BEGIN SUPPLIED TEXT
Voters from both sides of the aisle agree that something needs to be done about Michigan’s skyrocketing auto insurance costs. Seventy-seven percent of Republicans support no-fault reform legislation that would lower costs for consumers, while 57 percent of Democrats and 69 percent of Independents also support no-fault reform.

“The voters support reasonable reforms that protect our no-fault system while lowering costs,” said Rob Fowler, President and CEO at the Small Business Association of Michigan.

The findings of the survey show that voters clearly understand the importance of no-fault reform legislation.

“To promote a more competitive environment for our state’s job providers and ensure the continuation of the economic recovery, Michigan’s no-fault auto insurance system must be reformed,” said Delaney McKinley, Director of Human Resource Policy for the Michigan Manufacturers Association.

Other Key Findings

  • When voters are informed of the costs connected to family attendant care (some families are being paid $200,000 – $300,000 per year) and how this legislation would limit those costs, 75 percent now say they’d be more likely to support the proposal (52 percent strongly).
  • When voters hear about the mandated rate reductions of $125 – $150 per car, 74 percent are more likely to support the legislation (51 percent strongly).
END SUPPLIED TEXT
- **EXERCISES TO COMPLETE**:
a: For each statement about the Michigan auto insurance text, answer yes or no and quote the exact words from the text that decide it. (i) Fifty-seven percent of Democrats support no-fault reform. (ii) Rob Fowler speaks for the Michigan Manufacturers Association. (iii) The mandated rate reductions described in the text are $200 per car.
b: Pick up the Michigan auto insurance text after its final bullet and continue writing it.
BEGIN GIVEN RECORDS
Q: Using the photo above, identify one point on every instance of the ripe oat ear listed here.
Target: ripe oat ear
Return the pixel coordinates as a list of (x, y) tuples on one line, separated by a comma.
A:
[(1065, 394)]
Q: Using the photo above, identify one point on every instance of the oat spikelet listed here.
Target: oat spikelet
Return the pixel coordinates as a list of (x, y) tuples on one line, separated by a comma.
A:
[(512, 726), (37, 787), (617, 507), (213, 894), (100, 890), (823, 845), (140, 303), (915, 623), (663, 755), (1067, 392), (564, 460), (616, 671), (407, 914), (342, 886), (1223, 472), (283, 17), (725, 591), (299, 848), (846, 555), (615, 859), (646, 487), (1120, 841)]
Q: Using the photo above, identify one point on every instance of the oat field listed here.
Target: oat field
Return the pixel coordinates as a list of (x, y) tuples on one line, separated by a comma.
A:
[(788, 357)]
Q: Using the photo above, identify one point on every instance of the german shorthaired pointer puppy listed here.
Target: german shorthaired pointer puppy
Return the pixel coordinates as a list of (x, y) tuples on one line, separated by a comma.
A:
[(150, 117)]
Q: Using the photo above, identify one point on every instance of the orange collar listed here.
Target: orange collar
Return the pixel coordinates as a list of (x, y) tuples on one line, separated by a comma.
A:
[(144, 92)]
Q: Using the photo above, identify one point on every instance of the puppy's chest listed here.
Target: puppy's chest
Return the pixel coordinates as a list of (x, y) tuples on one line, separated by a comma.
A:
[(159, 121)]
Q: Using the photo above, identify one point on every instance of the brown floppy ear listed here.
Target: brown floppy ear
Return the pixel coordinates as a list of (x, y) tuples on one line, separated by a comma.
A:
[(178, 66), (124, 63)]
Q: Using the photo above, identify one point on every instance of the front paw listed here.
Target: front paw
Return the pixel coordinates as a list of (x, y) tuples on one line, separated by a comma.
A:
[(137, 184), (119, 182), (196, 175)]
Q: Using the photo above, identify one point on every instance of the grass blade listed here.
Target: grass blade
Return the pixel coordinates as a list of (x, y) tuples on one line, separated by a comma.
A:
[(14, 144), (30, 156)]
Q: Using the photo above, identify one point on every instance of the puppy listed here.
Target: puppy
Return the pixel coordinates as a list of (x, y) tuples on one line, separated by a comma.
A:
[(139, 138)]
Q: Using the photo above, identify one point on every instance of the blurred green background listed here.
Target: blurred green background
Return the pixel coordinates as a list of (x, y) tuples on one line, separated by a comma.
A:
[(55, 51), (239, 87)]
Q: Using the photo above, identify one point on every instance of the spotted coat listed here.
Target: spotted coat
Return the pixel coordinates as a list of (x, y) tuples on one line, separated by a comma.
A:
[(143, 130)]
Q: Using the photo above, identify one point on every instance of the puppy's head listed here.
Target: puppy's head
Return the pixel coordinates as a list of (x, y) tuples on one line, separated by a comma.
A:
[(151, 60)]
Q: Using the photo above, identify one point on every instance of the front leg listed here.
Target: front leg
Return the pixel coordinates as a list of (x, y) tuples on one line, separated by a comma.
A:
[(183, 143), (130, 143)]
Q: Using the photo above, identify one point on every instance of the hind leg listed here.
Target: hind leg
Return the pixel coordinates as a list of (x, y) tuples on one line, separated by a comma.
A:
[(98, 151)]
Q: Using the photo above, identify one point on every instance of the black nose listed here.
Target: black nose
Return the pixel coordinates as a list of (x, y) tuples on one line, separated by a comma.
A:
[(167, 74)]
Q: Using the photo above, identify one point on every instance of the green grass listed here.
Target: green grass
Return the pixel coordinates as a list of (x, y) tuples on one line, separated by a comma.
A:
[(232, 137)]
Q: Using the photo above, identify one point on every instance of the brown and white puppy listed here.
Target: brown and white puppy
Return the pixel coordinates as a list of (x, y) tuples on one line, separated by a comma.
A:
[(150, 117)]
END GIVEN RECORDS
- **SOLVED PROBLEMS**:
a:
(i) Yes: "while 57 percent of Democrats and 69 percent of Independents also support no-fault reform."
(ii) No: "said Rob Fowler, President and CEO at the Small Business Association of Michigan."
(iii) No: "When voters hear about the mandated rate reductions of $125 – $150 per car"

b:
  • When voters learn that the current no-fault law requires auto insurance claimants to pay the highest rate for care and that this legislation would limit those costs, 72 percent say they would be more likely to support it (49 percent strongly).
  • When voters learn that the $1 million limit on personal injury protection (PIP) benefits will cover more than 99.5 percent of all accidents, 67 percent say they are more likely to support it (41 percent strongly).

The Coalition for Auto Insurance Reform (CAIR) includes: Michigan Association of Insurance Agents (MAIA), Michigan Chamber of Commerce, Michigan Farm Bureau, Michigan Manufacturers Association (MMA), Michigan Professional Insurance Agents (MPIA), Small Business Association of Michigan (SBAM), National Federation of Independent Business–Michigan (NFIB Michigan), Insurance Institute of Michigan (IIM), and Michigan Insurance Coalition (MIC).

Actual wording of reform question

The legislature may soon consider a new law to reform no-fault auto insurance and lower auto insurance costs in Michigan. The legislation would:

  1. Set the lifetime limit for auto accident medical coverage at $1 million per person,
  2. Establish cost controls for medical expenses and prohibit health care providers from collecting higher fees from auto insurance companies than those paid by health insurance like Blue Cross and workers comp for the same care,
  3. Establish a state authority to fight auto insurance fraud and fund local law enforcement and prosecutors to arrest and convict those guilty of fraud.

Do you (ROTATE: support or oppose) this legislation?

(IF SUPPORT/OPPOSE ASK: Do you strongly (support/oppose) it or just somewhat (support/oppose) it?)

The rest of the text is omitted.